- Given task 1:
Condense the paragraph of the Somalia transcript that opens with "And so on August the 22nd" into one shorter sentence that retains its main facts.
- Given task 2:
Carry on the Somalia transcript from its final line, keeping to the same conversational exchange.

- Extracted text:
================================

These are the first American combat deaths in Somalia. This is August of 93. Two weeks later,
another mine attack wound seven, and you have political pressure building on President Clinton,
to either escalate or to withdraw.
And the UN envoy to Somalia begins to argue for a special operations contingent to deal
with the militia leader responsible for these attacks.
And so on August the 22nd, the U.S. Secretary of Defense authorizes the deployment of Task Force
Ranger to combat the Somali militias.
Task Force Ranger is an ad hoc collection of America's most elite special operations forces.
It will be about 450 men in total.
And really importantly, it is totally separate from the UN mission.
This task force, Task Force Ranger, is commanded by a guy named Major General William F. Garrison,
who is a special operations officer who's got loads of experience from Vietnam.
It's very gruff.
He's very highly respected by his men.
And I think it's worth setting up that there are basically three major elements inside Task Force Ranger.
So the first, Delta Force.
This is going to be roughly 130 operators who are going to conduct the actual assaults on militia targets in Mogadishu.
I would also note, Gordon, I think Delta Force could be considered a friend of the pod because they feature prominently in our series on Pablo Escobar.
Yeah, they do indeed.
So we have met them before, Delta, but I guess maybe just a quick refresher on them known as the unit, aren't they, is the other way that they're described.

================================

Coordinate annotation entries
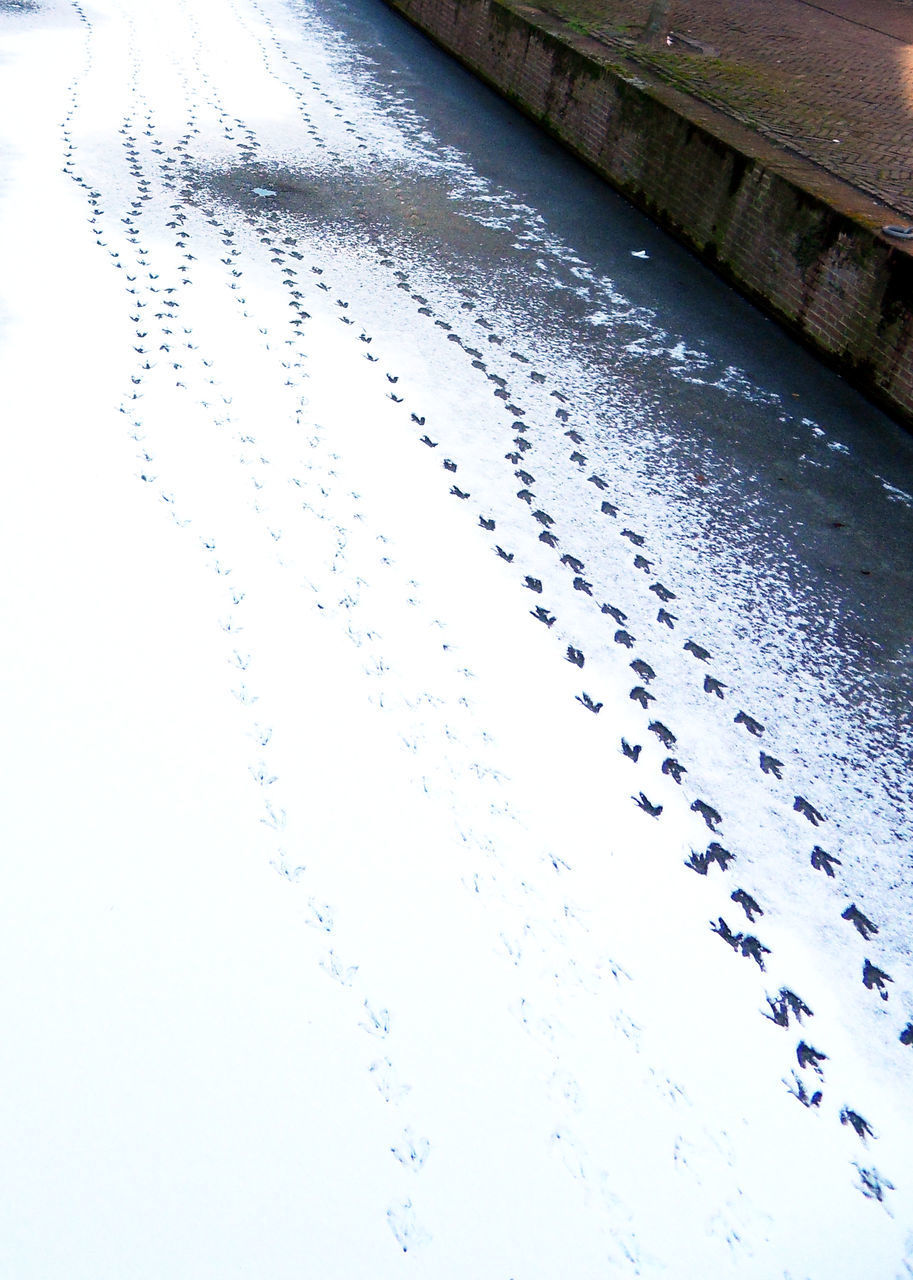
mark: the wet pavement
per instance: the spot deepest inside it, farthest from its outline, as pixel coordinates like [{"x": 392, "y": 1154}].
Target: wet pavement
[{"x": 542, "y": 576}]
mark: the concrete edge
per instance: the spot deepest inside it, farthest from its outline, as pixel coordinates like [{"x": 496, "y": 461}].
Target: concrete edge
[{"x": 803, "y": 246}]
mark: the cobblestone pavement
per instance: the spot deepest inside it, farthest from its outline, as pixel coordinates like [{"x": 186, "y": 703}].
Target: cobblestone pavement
[{"x": 830, "y": 80}]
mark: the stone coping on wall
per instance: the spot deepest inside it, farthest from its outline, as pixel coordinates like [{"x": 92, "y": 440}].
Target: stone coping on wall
[{"x": 802, "y": 245}]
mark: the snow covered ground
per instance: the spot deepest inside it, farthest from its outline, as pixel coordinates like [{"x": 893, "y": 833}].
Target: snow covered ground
[{"x": 432, "y": 845}]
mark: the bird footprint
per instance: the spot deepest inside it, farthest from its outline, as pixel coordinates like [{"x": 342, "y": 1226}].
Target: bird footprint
[{"x": 410, "y": 1151}]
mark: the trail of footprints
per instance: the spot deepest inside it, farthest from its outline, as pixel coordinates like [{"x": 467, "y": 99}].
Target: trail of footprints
[
  {"x": 163, "y": 346},
  {"x": 784, "y": 1008},
  {"x": 163, "y": 343}
]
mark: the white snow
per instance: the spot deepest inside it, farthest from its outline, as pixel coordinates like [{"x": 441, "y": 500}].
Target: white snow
[{"x": 333, "y": 941}]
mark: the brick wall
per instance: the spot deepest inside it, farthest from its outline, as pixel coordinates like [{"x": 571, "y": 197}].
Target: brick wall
[{"x": 830, "y": 278}]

================================

- Written answer 1:
On August 22, the U.S. Secretary of Defense authorized deploying Task Force Ranger against the Somali militias.

- Written answer 2:
Do they have some British lineage as well, don't they, in terms of their background?
You were going to mention the British lineage.
Derived to some extent from the SAS and from what they did.
Yeah, no, it's absolutely true.
So Delta is, as you know, Gordon, essentially America's answer to the British Special Air Service, the SAS.
SAS, yeah.
That's right.
And the idea, again, borrowed from the SAS model is essentially the army needed a unit that could penetrate deep into enemy territory, blend in with indigenous population, sabotage, enemy installation,
installations, gather intel, and if necessary, conduct assassinations.
And the Delta operators are trained in everything from how do you manage hostage negotiations
to barksmanship to lockpicking.
And there's even some great examples of learning how to drive interesting vehicles like a diesel
locomotive.
Culturally, the unit is, I think, a bit different from most of the U.S. Army.
And as we'll see, that sort of cultural difference is going to come out.
in the way that the Delta guys interact with other members of Task Force Ranger.
Yeah, they think they're the top dogs, don't they?
And they're a little bit more, they're looser in their behavior.
Would that be fair than the others?
I mean, they have their own kind of way of doing things,
and they view themselves as a kind of a bit of a breed apart.
Yes.
So they are the top dogs in Task Force Ranger.
The other members of Task Force Ranger are, you know,
under this kind of really strict form of army discipline.
The Delta guys, not quite the same.
There are cases, which is actually, this is shown in the early scenes of the film Black Hawk Down,
where there's a helicopter taken out to go boar hunting, and it's brought back to the base,
and then it's, you know, grilled on a spit.
That actually happened, and it was Delta guys who convinced one of these helicopter pilots,
to take them out to do some hunting in the bush.
So they would take these unauthorized hunting trips, you know, for baboon, gazelle, boar.
The Delta guys are the ones who can do that.
The second group, the Rangers.
The Rangers are basically there to provide security and to cordon off an area while the Delta guys conduct raids on militia members in Mogadishu.
the Rangers are younger and less experienced than the Delta operators,
but kind of elite in their own right.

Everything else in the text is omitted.